In the listing below, the answer starts at the line that has "formatted like [154,96]." and stops after the line that has "formatted like [216,100]."; please repeat that part exactly and nothing more.

§ **Records shown**:
*** Block opens ***

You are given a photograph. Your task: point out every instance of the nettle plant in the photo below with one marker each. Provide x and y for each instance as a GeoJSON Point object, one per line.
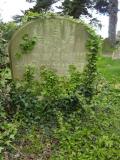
{"type": "Point", "coordinates": [93, 45]}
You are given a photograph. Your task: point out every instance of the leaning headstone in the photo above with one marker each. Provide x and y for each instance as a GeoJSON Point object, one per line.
{"type": "Point", "coordinates": [54, 42]}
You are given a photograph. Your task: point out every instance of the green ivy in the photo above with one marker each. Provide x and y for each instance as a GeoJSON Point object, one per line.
{"type": "Point", "coordinates": [27, 45]}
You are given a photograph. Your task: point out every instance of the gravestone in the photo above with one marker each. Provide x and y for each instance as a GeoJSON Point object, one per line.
{"type": "Point", "coordinates": [54, 42]}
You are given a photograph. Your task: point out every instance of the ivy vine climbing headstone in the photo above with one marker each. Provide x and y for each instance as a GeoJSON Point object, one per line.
{"type": "Point", "coordinates": [54, 42]}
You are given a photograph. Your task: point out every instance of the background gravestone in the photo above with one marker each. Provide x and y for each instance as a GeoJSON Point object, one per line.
{"type": "Point", "coordinates": [60, 42]}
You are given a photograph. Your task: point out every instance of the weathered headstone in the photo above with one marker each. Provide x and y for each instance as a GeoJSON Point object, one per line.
{"type": "Point", "coordinates": [52, 42]}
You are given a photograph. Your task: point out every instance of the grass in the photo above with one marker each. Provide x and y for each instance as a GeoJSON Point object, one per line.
{"type": "Point", "coordinates": [109, 68]}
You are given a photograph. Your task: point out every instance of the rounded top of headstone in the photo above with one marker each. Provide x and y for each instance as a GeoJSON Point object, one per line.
{"type": "Point", "coordinates": [55, 42]}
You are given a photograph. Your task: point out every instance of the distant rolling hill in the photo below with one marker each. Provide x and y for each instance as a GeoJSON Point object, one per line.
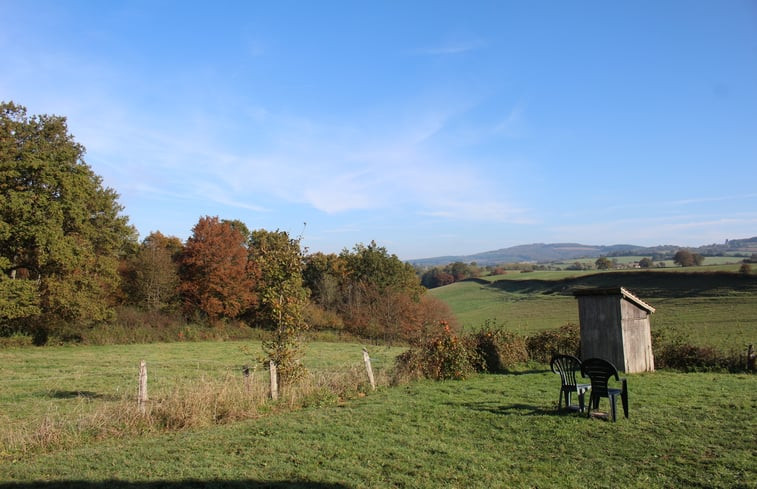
{"type": "Point", "coordinates": [540, 252]}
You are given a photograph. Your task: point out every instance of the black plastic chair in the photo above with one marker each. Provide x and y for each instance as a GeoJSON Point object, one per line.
{"type": "Point", "coordinates": [600, 372]}
{"type": "Point", "coordinates": [567, 366]}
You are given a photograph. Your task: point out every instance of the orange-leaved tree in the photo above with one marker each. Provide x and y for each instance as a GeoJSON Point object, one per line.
{"type": "Point", "coordinates": [217, 278]}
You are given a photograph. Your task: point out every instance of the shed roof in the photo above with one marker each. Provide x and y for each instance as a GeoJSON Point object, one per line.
{"type": "Point", "coordinates": [625, 294]}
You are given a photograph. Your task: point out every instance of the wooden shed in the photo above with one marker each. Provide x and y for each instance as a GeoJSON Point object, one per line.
{"type": "Point", "coordinates": [615, 327]}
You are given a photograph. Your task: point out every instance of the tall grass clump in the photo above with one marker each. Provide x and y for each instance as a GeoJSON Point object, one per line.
{"type": "Point", "coordinates": [498, 349]}
{"type": "Point", "coordinates": [673, 349]}
{"type": "Point", "coordinates": [442, 355]}
{"type": "Point", "coordinates": [564, 340]}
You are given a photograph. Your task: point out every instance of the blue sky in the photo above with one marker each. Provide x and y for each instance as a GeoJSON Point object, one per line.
{"type": "Point", "coordinates": [433, 128]}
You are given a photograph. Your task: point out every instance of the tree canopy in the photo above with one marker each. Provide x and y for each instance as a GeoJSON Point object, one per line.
{"type": "Point", "coordinates": [60, 230]}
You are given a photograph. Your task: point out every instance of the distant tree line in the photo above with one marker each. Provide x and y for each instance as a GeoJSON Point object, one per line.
{"type": "Point", "coordinates": [68, 256]}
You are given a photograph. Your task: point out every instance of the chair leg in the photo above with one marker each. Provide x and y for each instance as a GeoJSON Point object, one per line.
{"type": "Point", "coordinates": [612, 406]}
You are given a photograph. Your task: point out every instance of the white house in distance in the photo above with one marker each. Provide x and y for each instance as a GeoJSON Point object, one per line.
{"type": "Point", "coordinates": [615, 327]}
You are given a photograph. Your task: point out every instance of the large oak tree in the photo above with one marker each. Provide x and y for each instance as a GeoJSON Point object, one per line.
{"type": "Point", "coordinates": [61, 232]}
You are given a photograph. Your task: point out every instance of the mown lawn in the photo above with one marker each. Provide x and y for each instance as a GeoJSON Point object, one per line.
{"type": "Point", "coordinates": [65, 381]}
{"type": "Point", "coordinates": [492, 431]}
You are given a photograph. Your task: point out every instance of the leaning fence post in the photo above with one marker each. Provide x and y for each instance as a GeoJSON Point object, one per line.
{"type": "Point", "coordinates": [368, 368]}
{"type": "Point", "coordinates": [142, 393]}
{"type": "Point", "coordinates": [274, 380]}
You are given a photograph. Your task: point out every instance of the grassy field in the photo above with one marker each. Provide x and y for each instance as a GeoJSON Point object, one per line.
{"type": "Point", "coordinates": [712, 308]}
{"type": "Point", "coordinates": [68, 381]}
{"type": "Point", "coordinates": [492, 431]}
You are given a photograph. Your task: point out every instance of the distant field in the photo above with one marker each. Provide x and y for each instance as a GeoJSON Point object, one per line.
{"type": "Point", "coordinates": [716, 309]}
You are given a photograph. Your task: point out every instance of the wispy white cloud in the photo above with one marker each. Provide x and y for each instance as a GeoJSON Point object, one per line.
{"type": "Point", "coordinates": [451, 48]}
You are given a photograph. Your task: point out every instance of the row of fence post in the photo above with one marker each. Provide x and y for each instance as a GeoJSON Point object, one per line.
{"type": "Point", "coordinates": [142, 397]}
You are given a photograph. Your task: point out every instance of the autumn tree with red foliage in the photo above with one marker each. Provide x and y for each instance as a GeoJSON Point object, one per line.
{"type": "Point", "coordinates": [217, 278]}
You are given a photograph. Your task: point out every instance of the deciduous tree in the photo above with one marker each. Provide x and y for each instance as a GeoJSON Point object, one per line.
{"type": "Point", "coordinates": [216, 276]}
{"type": "Point", "coordinates": [153, 273]}
{"type": "Point", "coordinates": [282, 297]}
{"type": "Point", "coordinates": [60, 228]}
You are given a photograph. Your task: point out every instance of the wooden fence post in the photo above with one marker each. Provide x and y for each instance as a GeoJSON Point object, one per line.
{"type": "Point", "coordinates": [367, 360]}
{"type": "Point", "coordinates": [142, 393]}
{"type": "Point", "coordinates": [246, 373]}
{"type": "Point", "coordinates": [274, 381]}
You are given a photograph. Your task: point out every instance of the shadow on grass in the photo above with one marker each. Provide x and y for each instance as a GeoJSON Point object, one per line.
{"type": "Point", "coordinates": [56, 394]}
{"type": "Point", "coordinates": [181, 484]}
{"type": "Point", "coordinates": [517, 409]}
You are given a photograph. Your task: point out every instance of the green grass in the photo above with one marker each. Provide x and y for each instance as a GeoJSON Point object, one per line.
{"type": "Point", "coordinates": [71, 380]}
{"type": "Point", "coordinates": [712, 309]}
{"type": "Point", "coordinates": [684, 430]}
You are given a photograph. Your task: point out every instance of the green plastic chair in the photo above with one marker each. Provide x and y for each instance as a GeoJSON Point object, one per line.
{"type": "Point", "coordinates": [600, 372]}
{"type": "Point", "coordinates": [567, 366]}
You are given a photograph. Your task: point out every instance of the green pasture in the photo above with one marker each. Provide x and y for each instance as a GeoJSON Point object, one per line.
{"type": "Point", "coordinates": [710, 309]}
{"type": "Point", "coordinates": [492, 431]}
{"type": "Point", "coordinates": [70, 380]}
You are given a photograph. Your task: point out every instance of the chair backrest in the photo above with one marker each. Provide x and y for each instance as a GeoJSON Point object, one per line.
{"type": "Point", "coordinates": [566, 366]}
{"type": "Point", "coordinates": [599, 371]}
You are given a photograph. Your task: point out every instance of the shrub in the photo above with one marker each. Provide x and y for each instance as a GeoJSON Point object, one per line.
{"type": "Point", "coordinates": [499, 349]}
{"type": "Point", "coordinates": [442, 356]}
{"type": "Point", "coordinates": [565, 340]}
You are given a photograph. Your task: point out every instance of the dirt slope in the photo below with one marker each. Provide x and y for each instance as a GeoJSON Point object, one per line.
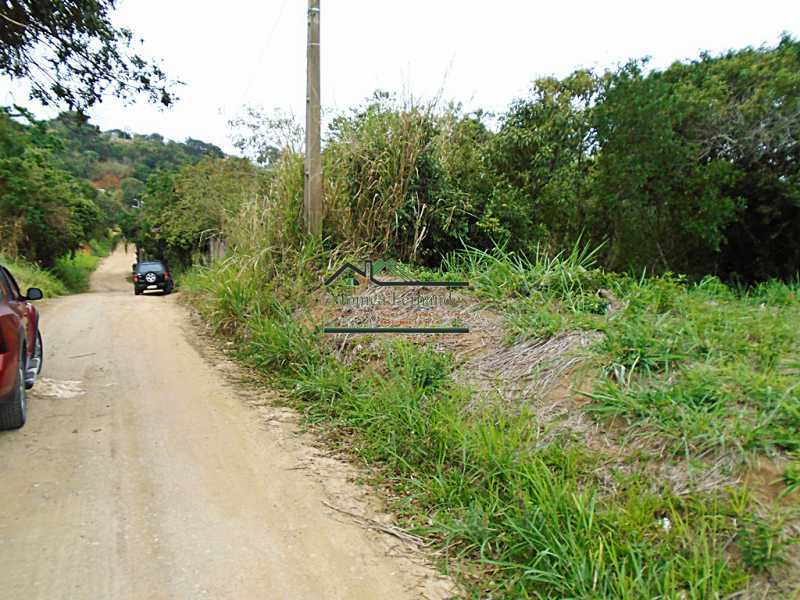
{"type": "Point", "coordinates": [142, 474]}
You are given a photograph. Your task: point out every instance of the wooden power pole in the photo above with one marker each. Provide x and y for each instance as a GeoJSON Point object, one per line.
{"type": "Point", "coordinates": [313, 180]}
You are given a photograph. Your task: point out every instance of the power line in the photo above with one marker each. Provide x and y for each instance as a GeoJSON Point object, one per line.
{"type": "Point", "coordinates": [263, 53]}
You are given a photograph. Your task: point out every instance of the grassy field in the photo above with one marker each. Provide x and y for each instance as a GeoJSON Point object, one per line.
{"type": "Point", "coordinates": [660, 461]}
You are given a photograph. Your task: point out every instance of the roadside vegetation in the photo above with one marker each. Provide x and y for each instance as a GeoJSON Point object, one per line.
{"type": "Point", "coordinates": [622, 421]}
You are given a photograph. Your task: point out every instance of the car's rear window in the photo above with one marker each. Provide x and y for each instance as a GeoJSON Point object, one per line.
{"type": "Point", "coordinates": [147, 267]}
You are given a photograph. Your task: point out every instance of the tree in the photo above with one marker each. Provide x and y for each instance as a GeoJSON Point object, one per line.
{"type": "Point", "coordinates": [70, 53]}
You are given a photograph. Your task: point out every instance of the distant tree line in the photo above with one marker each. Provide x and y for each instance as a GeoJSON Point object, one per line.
{"type": "Point", "coordinates": [64, 182]}
{"type": "Point", "coordinates": [692, 169]}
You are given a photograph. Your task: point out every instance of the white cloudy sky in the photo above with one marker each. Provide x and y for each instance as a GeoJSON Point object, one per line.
{"type": "Point", "coordinates": [481, 53]}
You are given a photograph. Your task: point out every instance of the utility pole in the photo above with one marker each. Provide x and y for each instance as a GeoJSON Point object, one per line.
{"type": "Point", "coordinates": [313, 180]}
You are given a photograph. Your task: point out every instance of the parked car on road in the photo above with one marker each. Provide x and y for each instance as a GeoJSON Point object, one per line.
{"type": "Point", "coordinates": [21, 350]}
{"type": "Point", "coordinates": [151, 275]}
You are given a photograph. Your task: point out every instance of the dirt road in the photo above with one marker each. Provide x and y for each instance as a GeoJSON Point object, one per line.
{"type": "Point", "coordinates": [143, 474]}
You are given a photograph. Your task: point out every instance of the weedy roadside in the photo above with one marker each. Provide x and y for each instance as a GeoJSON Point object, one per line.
{"type": "Point", "coordinates": [620, 437]}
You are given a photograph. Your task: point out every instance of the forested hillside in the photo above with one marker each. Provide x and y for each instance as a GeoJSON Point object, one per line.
{"type": "Point", "coordinates": [693, 169]}
{"type": "Point", "coordinates": [64, 183]}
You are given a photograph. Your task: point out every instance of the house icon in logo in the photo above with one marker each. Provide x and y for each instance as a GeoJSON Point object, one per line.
{"type": "Point", "coordinates": [370, 270]}
{"type": "Point", "coordinates": [373, 268]}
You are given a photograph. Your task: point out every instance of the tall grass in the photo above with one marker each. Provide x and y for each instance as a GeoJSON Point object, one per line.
{"type": "Point", "coordinates": [30, 275]}
{"type": "Point", "coordinates": [521, 515]}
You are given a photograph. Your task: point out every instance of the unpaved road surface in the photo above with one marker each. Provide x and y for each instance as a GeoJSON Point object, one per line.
{"type": "Point", "coordinates": [143, 474]}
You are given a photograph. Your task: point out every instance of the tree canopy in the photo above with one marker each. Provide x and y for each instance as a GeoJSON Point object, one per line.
{"type": "Point", "coordinates": [71, 54]}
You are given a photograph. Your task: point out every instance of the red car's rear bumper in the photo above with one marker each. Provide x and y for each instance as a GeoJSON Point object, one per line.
{"type": "Point", "coordinates": [8, 375]}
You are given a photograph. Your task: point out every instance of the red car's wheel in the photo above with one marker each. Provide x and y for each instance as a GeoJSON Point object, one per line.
{"type": "Point", "coordinates": [14, 413]}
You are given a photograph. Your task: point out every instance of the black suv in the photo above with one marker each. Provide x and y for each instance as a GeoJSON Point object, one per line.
{"type": "Point", "coordinates": [151, 275]}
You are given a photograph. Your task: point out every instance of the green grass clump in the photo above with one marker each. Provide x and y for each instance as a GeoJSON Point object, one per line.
{"type": "Point", "coordinates": [524, 516]}
{"type": "Point", "coordinates": [75, 271]}
{"type": "Point", "coordinates": [30, 275]}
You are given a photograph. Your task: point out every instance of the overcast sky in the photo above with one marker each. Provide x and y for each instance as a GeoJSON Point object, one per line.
{"type": "Point", "coordinates": [481, 53]}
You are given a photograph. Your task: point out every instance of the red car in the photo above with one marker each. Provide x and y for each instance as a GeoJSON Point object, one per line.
{"type": "Point", "coordinates": [20, 349]}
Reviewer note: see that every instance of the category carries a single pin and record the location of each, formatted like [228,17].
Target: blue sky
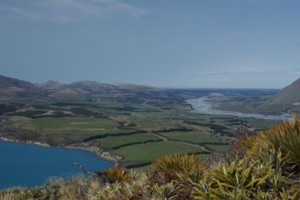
[163,43]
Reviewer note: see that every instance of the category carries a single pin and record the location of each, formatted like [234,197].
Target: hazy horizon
[165,44]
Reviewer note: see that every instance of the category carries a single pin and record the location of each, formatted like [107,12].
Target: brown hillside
[286,100]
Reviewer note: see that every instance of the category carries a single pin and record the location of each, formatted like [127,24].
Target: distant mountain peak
[286,99]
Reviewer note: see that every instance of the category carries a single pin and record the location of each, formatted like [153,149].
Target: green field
[151,151]
[195,137]
[140,126]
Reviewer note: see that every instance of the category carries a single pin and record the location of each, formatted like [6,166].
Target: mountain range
[11,87]
[285,101]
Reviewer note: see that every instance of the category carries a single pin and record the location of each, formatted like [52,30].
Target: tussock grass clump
[264,166]
[284,136]
[176,167]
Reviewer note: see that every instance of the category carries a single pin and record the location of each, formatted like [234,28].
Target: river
[203,106]
[31,165]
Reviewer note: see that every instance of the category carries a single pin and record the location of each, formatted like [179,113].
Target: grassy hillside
[264,166]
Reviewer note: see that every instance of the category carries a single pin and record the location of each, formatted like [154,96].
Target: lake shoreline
[204,106]
[81,146]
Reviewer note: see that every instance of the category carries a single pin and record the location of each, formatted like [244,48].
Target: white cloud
[69,10]
[250,72]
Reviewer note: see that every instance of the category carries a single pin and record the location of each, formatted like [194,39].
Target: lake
[30,165]
[203,106]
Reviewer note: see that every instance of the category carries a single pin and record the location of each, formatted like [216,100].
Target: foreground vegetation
[263,166]
[151,122]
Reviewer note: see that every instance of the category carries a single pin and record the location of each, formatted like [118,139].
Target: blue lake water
[204,106]
[31,165]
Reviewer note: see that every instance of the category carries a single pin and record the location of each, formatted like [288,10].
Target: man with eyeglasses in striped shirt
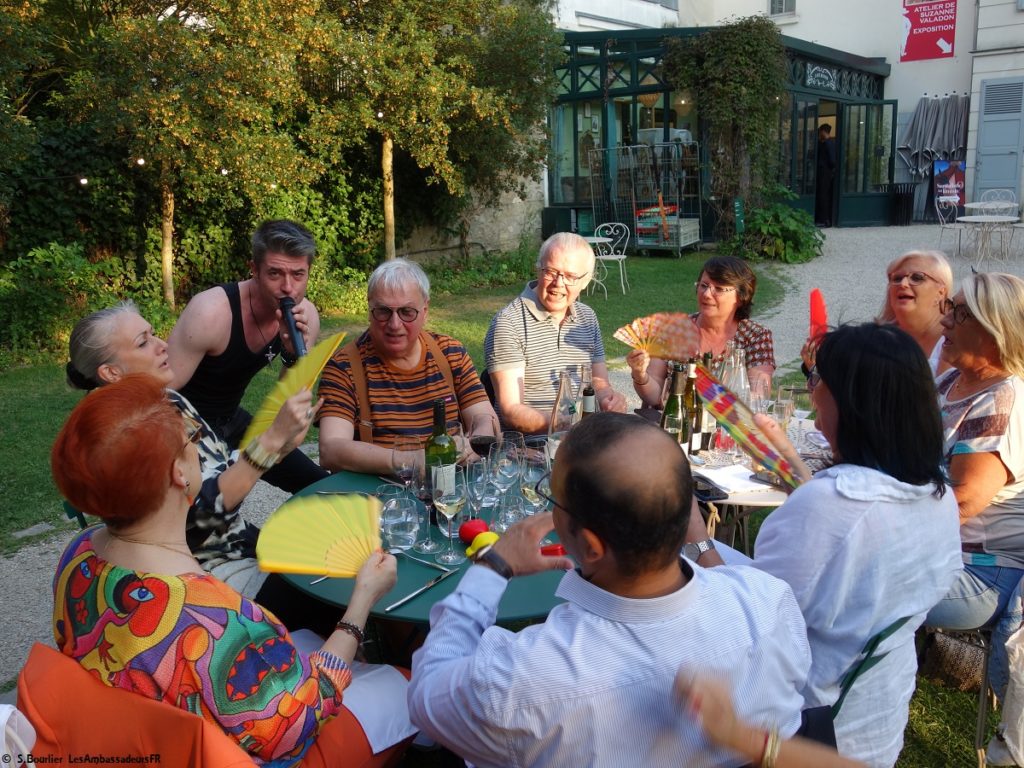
[544,332]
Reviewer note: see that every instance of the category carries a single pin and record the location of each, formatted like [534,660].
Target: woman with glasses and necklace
[725,297]
[919,283]
[135,608]
[981,398]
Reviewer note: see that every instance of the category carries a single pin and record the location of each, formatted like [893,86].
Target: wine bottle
[674,416]
[708,425]
[589,397]
[564,413]
[692,404]
[440,453]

*** Block closes ***

§ **Output of the exercise**:
Reviewer note: see that every instance of the category carries a single pin and record the location of each, formatted like [154,96].
Target: lake shoreline
[204,106]
[81,146]
Reviewer note: see that every instance of the category carries a single pin and record the location of each, formatted like [244,48].
Target: white cloud
[69,10]
[250,72]
Reviewer note: see that every instance of the category carries a single pin and record the location of each, formatted like [194,39].
Target: lake
[30,165]
[203,106]
Reviewer note: see that every instance of the category carries a single pin and record the location of each, formatted like [216,100].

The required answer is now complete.